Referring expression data
::::
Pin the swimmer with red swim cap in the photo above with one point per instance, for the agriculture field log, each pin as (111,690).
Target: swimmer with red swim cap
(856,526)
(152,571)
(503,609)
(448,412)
::::
◆ EXERCISE DIRECTIONS ◆
Write the entries above out again, verbatim.

◆ REPLY TO THE TASK ◆
Pin the swimmer with red swim cap in the photo above with one point per instance, for the agriculture field log, each pin as (111,690).
Target: swimmer with red swim cap
(856,526)
(152,571)
(503,609)
(448,412)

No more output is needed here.